## [What to produce]
The copy must run from the first line of the entries below through the line containing "Each instance of the crack", restated word for word, with pictures left out.

** Supplied records follows **

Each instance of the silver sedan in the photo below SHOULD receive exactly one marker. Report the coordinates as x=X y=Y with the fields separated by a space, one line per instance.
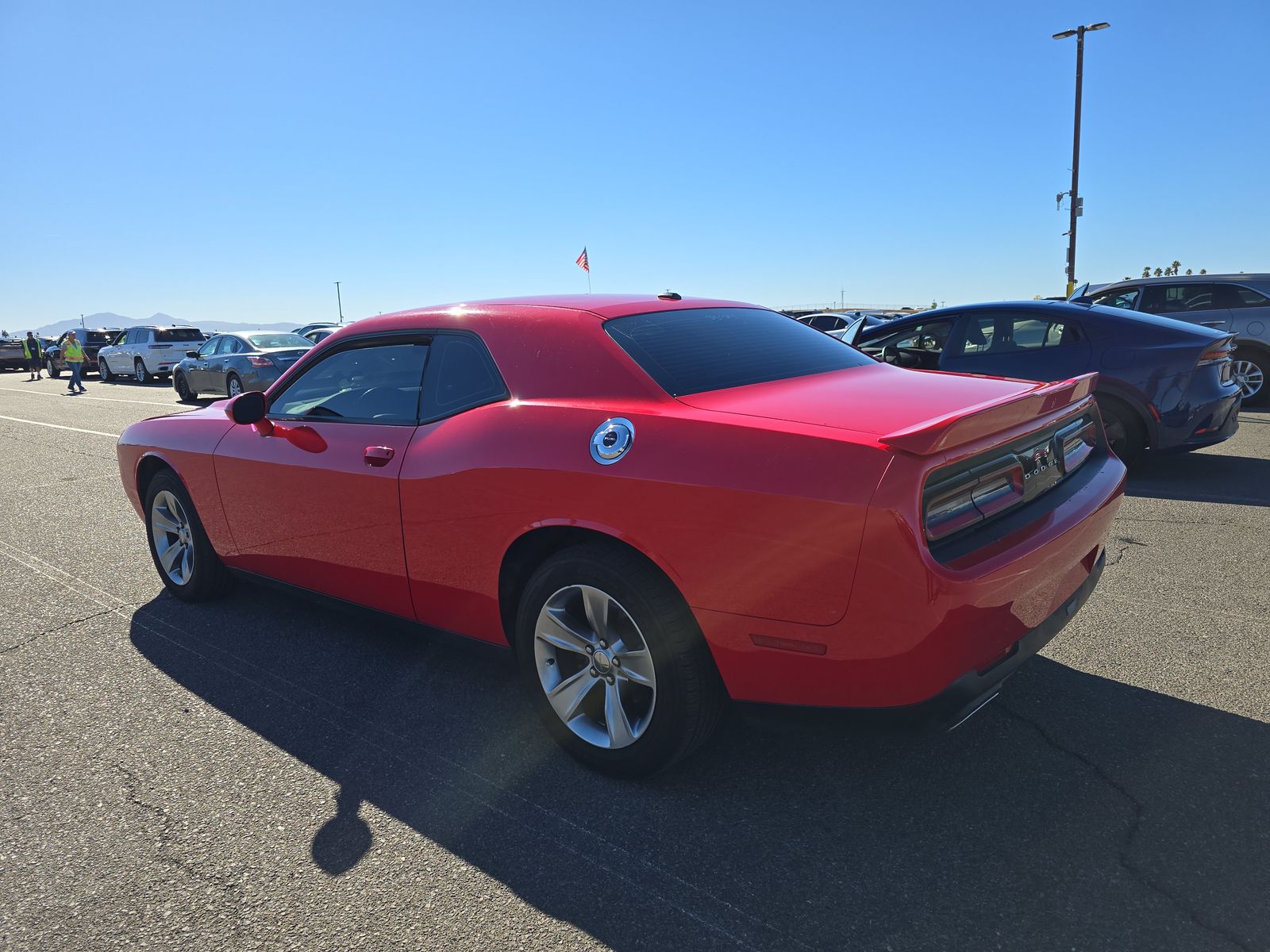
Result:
x=232 y=363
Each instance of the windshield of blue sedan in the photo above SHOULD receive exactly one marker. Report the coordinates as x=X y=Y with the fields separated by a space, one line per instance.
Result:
x=267 y=342
x=713 y=348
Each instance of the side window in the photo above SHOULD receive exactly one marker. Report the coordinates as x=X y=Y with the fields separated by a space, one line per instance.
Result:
x=1124 y=298
x=1010 y=333
x=461 y=374
x=929 y=336
x=1237 y=296
x=827 y=321
x=1175 y=298
x=371 y=384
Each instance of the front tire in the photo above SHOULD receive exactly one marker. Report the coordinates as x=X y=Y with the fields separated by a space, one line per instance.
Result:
x=182 y=552
x=182 y=387
x=1251 y=368
x=615 y=662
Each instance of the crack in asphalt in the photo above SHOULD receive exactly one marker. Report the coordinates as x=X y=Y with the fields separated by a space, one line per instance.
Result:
x=131 y=786
x=1140 y=812
x=56 y=628
x=61 y=448
x=1123 y=543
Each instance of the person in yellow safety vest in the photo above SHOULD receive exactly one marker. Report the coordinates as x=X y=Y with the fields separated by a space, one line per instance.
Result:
x=31 y=351
x=73 y=353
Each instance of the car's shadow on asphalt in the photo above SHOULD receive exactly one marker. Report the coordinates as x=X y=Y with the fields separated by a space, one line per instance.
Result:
x=1206 y=476
x=1203 y=478
x=1073 y=812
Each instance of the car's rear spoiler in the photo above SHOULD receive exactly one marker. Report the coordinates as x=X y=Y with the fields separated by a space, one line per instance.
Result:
x=941 y=433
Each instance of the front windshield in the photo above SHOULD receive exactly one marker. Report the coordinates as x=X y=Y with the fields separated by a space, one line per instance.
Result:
x=268 y=342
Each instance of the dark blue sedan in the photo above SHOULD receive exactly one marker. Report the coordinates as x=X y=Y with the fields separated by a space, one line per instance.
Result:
x=1162 y=384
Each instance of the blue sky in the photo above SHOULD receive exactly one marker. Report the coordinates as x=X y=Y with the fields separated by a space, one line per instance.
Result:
x=230 y=160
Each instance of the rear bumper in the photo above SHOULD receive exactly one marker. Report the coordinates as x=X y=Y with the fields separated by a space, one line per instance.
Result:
x=973 y=689
x=918 y=631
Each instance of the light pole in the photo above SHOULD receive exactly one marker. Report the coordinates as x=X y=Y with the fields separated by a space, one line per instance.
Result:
x=1075 y=194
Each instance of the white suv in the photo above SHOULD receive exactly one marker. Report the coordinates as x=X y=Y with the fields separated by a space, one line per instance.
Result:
x=148 y=352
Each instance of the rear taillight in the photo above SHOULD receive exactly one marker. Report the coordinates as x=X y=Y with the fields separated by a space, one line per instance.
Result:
x=1077 y=442
x=1216 y=353
x=960 y=495
x=976 y=495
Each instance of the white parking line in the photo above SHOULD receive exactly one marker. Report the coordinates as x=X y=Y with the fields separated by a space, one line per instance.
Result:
x=59 y=427
x=84 y=397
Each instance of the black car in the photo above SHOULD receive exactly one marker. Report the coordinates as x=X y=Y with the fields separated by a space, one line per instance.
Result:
x=1162 y=384
x=232 y=363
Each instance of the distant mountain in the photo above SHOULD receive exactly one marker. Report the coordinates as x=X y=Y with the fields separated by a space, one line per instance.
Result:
x=106 y=319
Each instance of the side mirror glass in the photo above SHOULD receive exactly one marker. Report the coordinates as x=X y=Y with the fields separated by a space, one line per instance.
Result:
x=247 y=408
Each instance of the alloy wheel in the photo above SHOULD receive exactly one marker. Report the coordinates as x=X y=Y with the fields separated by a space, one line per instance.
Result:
x=595 y=666
x=1249 y=376
x=173 y=537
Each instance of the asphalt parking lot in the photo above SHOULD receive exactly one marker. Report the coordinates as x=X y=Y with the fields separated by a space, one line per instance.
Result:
x=260 y=772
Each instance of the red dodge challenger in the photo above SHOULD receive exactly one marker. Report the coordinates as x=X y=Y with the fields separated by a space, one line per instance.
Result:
x=657 y=505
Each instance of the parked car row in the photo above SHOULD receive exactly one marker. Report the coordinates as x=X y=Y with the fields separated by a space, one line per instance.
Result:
x=1233 y=304
x=1162 y=384
x=660 y=505
x=230 y=363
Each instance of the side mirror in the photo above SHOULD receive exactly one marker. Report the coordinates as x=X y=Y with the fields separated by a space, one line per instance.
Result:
x=247 y=408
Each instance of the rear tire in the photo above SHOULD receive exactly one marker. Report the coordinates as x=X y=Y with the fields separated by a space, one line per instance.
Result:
x=670 y=693
x=182 y=386
x=1251 y=371
x=194 y=573
x=1127 y=436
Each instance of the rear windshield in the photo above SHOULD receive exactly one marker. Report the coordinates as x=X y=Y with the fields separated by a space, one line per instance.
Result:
x=177 y=334
x=271 y=340
x=714 y=348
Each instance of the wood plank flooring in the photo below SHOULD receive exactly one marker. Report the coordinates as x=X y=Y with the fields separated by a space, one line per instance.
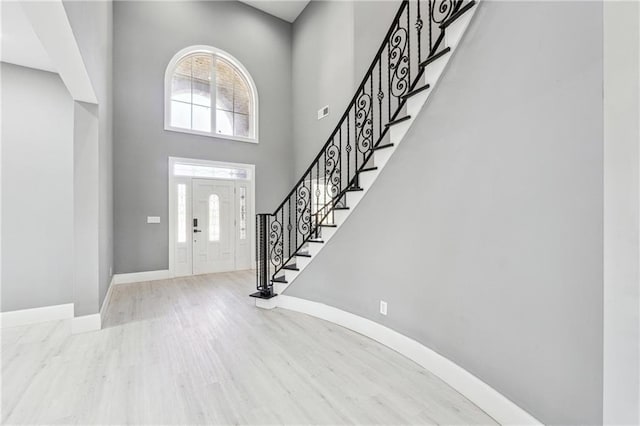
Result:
x=196 y=351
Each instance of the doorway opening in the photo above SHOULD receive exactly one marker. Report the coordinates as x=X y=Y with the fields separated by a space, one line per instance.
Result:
x=211 y=216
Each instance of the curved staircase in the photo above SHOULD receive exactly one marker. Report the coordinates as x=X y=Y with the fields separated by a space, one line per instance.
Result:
x=412 y=58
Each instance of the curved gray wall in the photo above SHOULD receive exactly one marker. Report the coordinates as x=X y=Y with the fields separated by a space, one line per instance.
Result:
x=146 y=36
x=37 y=189
x=484 y=231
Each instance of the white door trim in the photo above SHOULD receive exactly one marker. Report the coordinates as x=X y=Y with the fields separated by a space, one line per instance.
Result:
x=172 y=161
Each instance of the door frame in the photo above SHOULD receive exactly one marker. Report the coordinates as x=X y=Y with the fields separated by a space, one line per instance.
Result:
x=172 y=161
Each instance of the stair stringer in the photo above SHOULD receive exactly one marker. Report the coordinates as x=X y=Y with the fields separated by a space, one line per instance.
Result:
x=453 y=37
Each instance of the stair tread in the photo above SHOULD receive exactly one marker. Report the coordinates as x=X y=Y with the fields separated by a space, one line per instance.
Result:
x=397 y=120
x=368 y=169
x=434 y=57
x=415 y=91
x=291 y=267
x=387 y=145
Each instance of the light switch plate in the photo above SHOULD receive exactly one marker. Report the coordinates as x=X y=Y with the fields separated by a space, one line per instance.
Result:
x=383 y=307
x=323 y=112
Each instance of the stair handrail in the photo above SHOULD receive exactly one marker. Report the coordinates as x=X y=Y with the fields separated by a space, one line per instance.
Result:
x=402 y=60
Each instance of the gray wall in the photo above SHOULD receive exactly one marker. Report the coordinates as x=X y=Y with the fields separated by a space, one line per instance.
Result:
x=146 y=36
x=92 y=24
x=484 y=231
x=333 y=45
x=621 y=213
x=322 y=75
x=37 y=189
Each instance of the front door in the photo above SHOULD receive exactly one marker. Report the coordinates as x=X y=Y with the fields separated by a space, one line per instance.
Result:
x=213 y=224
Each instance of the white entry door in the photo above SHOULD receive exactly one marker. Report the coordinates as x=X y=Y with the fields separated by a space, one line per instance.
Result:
x=214 y=236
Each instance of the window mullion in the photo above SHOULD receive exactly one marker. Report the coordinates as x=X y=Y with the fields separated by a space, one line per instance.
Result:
x=212 y=88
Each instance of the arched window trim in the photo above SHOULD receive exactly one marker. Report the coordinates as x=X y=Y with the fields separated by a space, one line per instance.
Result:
x=168 y=75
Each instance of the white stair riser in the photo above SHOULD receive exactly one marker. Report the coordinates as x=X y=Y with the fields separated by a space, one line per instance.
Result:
x=290 y=275
x=278 y=288
x=314 y=248
x=339 y=216
x=381 y=157
x=302 y=262
x=367 y=179
x=399 y=130
x=415 y=102
x=353 y=198
x=327 y=232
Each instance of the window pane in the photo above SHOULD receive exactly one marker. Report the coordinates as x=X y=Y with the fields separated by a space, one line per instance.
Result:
x=182 y=213
x=224 y=97
x=241 y=125
x=181 y=88
x=214 y=218
x=195 y=170
x=201 y=93
x=224 y=122
x=180 y=115
x=201 y=118
x=184 y=67
x=201 y=69
x=241 y=96
x=224 y=73
x=243 y=213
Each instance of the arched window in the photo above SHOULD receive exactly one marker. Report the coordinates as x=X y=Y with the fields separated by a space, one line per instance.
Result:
x=209 y=92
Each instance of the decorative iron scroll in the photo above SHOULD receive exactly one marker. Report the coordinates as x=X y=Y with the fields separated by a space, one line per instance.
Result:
x=415 y=35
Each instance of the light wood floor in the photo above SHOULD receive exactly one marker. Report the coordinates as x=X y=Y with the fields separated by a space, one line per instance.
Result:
x=196 y=351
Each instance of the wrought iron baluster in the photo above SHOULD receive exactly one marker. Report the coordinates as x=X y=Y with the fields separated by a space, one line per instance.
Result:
x=419 y=31
x=408 y=48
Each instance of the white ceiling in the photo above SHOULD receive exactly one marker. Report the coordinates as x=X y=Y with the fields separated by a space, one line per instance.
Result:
x=283 y=9
x=20 y=44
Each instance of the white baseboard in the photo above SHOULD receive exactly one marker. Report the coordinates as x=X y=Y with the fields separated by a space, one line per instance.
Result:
x=86 y=323
x=36 y=315
x=484 y=396
x=137 y=277
x=107 y=298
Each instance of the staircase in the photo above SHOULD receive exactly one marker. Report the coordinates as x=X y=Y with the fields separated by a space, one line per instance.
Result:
x=413 y=55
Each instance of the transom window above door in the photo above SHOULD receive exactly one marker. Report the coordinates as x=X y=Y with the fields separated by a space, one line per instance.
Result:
x=210 y=93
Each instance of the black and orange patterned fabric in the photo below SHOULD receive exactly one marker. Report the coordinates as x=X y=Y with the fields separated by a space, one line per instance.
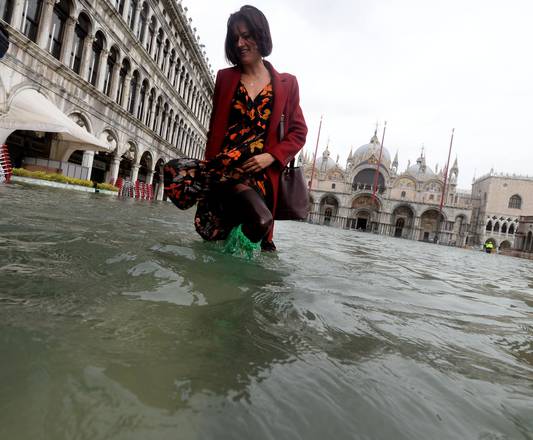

** End of Supplied records **

## [Task output]
Each instance of the silver sedan in the photo below SHOULD receive exactly one marker. Report the coordinates as x=X y=Y with the fields separated by a space, one line per instance.
Result:
x=232 y=363
Each instance of the windshield of blue sedan in the photo above SHOULD receive exactly one marker. Report the coordinates as x=X y=Y with the fields separated by a space, one line per instance.
Result:
x=267 y=342
x=713 y=348
Each instance of the side window in the photo above SHOULD receive exactly one marker. Report the coordinates as x=X y=Y with the fields separated by a space, one line per instance.
Result:
x=1124 y=298
x=1010 y=333
x=461 y=374
x=929 y=336
x=1237 y=296
x=827 y=321
x=1175 y=298
x=371 y=384
Each instance of the front tire in the photo above SHOULD receive exactly one marker. Report the coordinates as x=X y=Y with the fields separated by a space, one line per instance.
Result:
x=182 y=552
x=182 y=387
x=1251 y=368
x=615 y=662
Each instance of the crack in asphalt in the photo above SHOULD receive exactly one marker. Report the coordinates as x=X y=Y with the fields separated by a space, one line per instance.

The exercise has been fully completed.